Prompt A:
Answer these questions using the article about the Marston Green history book:
(i) How long did the book take to complete?
(ii) What was the village's population in the mid-19th century?
(iii) How old was Graham when his family moved to the village?
Prompt B:
For each statement, say whether it agrees with the article about the Marston Green history book, and quote the deciding words.
(i) Graham's first book on the village's history was written to mark the Millennium.
(ii) Marston Green today has around 10,000 residents.
(iii) One small piece of land received 140 new homes.
Prompt C:
Continue the article about the Marston Green history book from the point where it stops.

─── Document section

EIGHTY-four-year-old Graham Crawford has written a book about the village where he’s lived all his life.
The volume, which took the pensioner a year to complete, looks at how Marston Green has been transformed over the years.
Its release comes as residents rally round to fight the proposed development of two, remaining pieces of farmland.
Graham first wrote a book on the village’s history to mark the Millennium, but was keen to release a larger, updated version.
“To be honest, I was amazed how much had changed in just a ten-year-period,” said the grandfather-of-five.
“There’s been many new developments, including 140 new homes on one small piece of land. It’s been a busy time.”
The Marston Green of today - with around 4000 residents - is a far cry from the mid-19th century, when the population was just 302.
And it’s also changed a good deal since Graham was a boy, his family moving to the village when he was two-years-old.
“Back then, the roads were just the tracks which linked up the farms and there were no paving slabs put down.

──────
─── Dataset extract

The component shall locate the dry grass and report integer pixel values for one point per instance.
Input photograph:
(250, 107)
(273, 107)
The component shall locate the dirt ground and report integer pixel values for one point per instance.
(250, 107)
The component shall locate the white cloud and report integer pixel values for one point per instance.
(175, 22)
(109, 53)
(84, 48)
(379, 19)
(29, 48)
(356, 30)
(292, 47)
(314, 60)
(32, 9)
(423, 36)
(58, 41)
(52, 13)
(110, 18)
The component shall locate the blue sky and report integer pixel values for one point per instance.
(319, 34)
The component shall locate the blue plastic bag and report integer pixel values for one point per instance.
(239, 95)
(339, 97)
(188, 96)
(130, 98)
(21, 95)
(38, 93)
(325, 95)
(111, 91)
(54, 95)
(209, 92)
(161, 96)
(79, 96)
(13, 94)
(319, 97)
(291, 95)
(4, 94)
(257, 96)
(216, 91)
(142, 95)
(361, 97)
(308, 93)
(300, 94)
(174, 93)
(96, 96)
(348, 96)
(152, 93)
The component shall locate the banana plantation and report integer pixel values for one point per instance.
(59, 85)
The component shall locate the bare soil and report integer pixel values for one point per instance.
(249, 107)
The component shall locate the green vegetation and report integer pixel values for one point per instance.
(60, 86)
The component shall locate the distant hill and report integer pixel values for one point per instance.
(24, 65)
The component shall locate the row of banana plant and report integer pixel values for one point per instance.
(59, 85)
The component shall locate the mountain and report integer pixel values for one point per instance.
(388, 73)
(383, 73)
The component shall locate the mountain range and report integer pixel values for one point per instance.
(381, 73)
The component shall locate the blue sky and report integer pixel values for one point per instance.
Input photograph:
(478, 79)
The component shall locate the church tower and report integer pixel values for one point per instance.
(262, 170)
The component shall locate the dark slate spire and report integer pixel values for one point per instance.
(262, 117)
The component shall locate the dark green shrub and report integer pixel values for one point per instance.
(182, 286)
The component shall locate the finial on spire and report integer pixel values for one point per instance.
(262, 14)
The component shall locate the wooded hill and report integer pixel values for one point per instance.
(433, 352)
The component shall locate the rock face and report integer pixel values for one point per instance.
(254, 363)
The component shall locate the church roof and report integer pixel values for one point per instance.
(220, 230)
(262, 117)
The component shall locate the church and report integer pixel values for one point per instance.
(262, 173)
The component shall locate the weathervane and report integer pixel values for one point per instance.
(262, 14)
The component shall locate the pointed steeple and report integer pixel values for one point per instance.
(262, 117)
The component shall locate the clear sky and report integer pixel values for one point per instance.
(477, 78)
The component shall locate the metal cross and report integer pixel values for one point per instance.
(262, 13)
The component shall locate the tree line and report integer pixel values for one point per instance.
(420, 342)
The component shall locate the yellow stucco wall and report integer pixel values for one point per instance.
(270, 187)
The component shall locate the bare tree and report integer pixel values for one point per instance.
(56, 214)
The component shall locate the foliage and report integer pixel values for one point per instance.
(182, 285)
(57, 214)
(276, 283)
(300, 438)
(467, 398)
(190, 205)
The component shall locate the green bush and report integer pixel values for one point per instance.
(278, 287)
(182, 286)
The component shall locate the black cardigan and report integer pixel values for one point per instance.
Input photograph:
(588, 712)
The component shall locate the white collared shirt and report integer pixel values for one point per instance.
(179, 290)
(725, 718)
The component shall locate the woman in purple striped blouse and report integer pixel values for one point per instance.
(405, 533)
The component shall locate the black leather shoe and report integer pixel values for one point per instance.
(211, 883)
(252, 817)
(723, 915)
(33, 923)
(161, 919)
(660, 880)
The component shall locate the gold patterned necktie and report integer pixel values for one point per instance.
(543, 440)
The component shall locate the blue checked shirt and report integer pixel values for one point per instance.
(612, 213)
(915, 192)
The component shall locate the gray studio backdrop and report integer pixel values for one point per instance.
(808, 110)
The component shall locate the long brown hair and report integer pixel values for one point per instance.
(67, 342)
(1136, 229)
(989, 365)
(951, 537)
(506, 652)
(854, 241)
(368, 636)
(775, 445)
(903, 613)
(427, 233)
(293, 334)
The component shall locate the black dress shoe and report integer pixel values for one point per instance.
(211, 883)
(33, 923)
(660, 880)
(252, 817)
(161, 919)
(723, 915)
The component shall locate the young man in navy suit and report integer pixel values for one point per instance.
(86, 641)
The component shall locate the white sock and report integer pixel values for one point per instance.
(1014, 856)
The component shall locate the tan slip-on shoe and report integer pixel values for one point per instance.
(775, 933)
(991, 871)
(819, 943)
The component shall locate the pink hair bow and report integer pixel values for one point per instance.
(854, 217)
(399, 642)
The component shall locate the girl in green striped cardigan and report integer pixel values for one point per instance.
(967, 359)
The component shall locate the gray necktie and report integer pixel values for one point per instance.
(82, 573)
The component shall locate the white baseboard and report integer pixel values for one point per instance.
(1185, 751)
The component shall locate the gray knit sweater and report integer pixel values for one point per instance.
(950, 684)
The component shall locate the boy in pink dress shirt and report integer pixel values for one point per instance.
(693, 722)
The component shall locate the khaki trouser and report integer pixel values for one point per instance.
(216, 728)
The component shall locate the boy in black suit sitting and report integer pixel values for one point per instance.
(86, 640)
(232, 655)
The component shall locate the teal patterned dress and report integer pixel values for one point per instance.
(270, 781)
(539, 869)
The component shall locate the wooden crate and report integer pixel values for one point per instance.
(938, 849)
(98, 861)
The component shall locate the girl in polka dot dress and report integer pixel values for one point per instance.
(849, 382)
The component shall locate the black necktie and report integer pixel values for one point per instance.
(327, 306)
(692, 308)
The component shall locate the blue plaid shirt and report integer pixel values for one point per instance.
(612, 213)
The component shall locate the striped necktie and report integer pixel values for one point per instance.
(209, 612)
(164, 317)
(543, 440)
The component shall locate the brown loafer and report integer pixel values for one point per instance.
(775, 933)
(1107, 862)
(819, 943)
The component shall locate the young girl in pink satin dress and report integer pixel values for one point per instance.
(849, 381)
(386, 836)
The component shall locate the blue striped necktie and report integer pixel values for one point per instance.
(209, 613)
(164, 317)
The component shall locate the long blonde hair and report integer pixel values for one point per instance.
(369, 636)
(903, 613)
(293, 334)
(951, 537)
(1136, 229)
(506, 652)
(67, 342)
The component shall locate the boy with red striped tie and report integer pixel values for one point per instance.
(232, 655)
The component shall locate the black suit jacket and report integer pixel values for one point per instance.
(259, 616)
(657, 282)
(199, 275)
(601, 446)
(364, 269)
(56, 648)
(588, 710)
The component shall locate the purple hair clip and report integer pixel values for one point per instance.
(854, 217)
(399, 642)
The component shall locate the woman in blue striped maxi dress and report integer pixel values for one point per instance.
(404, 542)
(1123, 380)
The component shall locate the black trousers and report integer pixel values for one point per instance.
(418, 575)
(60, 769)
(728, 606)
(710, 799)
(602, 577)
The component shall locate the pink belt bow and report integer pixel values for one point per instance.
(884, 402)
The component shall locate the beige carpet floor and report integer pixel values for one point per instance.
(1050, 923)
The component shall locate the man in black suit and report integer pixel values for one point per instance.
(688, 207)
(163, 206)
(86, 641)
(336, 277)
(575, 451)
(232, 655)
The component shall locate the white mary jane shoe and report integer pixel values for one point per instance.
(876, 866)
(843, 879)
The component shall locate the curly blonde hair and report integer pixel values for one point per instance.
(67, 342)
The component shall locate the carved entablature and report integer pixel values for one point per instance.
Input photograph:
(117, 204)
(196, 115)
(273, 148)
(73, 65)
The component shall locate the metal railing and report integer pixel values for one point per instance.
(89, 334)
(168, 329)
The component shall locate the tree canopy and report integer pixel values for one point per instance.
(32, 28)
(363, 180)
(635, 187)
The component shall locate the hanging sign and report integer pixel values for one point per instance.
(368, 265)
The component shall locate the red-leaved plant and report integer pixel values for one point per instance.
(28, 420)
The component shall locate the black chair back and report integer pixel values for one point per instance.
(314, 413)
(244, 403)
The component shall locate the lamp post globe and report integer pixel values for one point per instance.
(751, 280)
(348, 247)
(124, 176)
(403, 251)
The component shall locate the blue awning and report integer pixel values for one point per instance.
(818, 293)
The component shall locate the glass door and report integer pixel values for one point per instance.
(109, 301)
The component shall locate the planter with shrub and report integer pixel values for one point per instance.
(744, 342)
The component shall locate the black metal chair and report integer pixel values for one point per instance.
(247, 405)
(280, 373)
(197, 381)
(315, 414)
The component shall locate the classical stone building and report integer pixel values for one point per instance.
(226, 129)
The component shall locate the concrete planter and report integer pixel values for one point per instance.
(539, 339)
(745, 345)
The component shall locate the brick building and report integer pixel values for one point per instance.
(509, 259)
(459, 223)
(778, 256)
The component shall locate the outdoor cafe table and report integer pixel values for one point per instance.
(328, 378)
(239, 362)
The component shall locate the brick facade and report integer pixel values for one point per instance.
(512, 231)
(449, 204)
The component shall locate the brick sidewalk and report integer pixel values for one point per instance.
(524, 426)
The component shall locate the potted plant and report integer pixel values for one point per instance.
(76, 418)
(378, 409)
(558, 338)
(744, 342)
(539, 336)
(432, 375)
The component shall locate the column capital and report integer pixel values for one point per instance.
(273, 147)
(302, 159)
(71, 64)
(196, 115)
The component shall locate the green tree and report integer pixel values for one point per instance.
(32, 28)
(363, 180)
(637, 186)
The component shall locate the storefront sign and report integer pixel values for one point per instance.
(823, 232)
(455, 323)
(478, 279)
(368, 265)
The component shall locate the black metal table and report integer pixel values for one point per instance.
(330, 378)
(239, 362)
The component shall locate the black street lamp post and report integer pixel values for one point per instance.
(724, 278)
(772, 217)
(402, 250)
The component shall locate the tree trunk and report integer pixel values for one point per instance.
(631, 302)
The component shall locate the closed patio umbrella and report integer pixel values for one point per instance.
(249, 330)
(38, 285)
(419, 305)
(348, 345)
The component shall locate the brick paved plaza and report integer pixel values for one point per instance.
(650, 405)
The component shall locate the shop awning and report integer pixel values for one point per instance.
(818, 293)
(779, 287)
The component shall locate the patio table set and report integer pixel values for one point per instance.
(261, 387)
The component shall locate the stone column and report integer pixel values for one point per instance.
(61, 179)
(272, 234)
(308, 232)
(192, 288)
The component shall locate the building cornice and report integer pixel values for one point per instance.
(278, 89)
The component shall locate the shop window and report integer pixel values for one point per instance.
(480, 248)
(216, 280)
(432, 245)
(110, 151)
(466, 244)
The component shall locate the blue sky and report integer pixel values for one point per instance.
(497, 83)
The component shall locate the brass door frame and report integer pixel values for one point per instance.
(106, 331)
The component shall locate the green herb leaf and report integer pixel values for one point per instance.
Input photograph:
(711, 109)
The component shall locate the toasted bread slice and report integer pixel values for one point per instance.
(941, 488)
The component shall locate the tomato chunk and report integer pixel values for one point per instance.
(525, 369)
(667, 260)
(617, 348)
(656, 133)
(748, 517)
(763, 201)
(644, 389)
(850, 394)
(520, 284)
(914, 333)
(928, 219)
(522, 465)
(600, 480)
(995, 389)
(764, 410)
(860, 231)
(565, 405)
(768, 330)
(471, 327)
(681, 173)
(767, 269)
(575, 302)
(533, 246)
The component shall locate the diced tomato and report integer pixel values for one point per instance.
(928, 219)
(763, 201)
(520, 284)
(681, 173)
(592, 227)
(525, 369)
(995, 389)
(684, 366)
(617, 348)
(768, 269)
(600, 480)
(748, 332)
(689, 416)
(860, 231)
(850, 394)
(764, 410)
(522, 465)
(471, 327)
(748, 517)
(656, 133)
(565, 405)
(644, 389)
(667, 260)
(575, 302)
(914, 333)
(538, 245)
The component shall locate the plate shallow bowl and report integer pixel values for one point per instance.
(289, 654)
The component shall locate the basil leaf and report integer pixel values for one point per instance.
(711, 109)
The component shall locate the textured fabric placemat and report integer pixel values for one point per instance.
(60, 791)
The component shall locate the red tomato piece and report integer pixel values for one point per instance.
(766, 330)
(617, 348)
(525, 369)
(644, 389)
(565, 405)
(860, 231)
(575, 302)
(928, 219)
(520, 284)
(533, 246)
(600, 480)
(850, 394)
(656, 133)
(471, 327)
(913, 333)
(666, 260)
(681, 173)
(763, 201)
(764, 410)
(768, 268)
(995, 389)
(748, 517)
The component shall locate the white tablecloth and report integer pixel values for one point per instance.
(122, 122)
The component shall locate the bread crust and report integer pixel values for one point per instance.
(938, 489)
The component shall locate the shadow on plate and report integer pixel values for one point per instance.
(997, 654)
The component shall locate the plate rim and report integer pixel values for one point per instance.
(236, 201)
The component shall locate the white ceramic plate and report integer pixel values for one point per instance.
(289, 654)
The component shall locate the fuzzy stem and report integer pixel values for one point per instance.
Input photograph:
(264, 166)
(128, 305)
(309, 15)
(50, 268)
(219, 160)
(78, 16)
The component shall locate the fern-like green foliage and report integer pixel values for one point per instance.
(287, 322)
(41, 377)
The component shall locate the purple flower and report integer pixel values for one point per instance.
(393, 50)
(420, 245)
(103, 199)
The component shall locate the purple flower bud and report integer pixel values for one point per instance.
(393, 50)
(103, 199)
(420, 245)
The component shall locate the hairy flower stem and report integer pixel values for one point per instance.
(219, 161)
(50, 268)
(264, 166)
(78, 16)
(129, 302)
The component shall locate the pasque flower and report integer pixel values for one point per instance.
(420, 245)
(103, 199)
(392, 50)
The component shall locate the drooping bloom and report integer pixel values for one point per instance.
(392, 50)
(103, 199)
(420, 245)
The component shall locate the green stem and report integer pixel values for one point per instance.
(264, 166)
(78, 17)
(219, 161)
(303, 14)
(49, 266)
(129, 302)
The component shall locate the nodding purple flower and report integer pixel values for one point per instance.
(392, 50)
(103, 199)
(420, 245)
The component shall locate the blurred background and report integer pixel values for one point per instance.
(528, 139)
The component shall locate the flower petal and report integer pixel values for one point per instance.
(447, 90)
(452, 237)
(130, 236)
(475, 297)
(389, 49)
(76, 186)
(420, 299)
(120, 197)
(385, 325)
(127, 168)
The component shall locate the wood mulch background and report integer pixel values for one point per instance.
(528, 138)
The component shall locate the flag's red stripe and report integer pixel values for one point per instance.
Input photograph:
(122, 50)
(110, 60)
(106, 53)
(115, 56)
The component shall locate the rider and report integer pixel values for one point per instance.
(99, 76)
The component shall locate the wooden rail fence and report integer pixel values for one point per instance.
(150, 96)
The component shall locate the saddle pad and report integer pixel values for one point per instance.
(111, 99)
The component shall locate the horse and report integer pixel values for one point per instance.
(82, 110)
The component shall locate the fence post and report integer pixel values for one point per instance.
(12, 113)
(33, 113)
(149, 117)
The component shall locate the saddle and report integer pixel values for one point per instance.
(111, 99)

──────

Written reply A:
(i) A year.
(ii) 302.
(iii) Two years old.

Written reply B:
(i) Yes: "Graham first wrote a book on the village’s history to mark the Millennium"
(ii) No: "with around 4000 residents"
(iii) Yes: "including 140 new homes on one small piece of land"

Written reply C:
“It was also a while before there was any street lighting - it was a real rural community.”
The book follows local history as far back as the 11th century, but also looks at more recent developments - including the demise of the maternity hospital.
Graham, a former parish councillor, researched the book at Solihull Library and by talking to fellow-residents.
He also used his vast library of photos - taken over the decades - to illustrate how the village had changed.
“I suppose I’m one of the oldest residents who’s still active in the village and wanted to make a record of what things used to be like.”
Marston Green: From Olden Days to the Present Day was launched this week. It’s on sale at Marston Green Library and the village Post Office.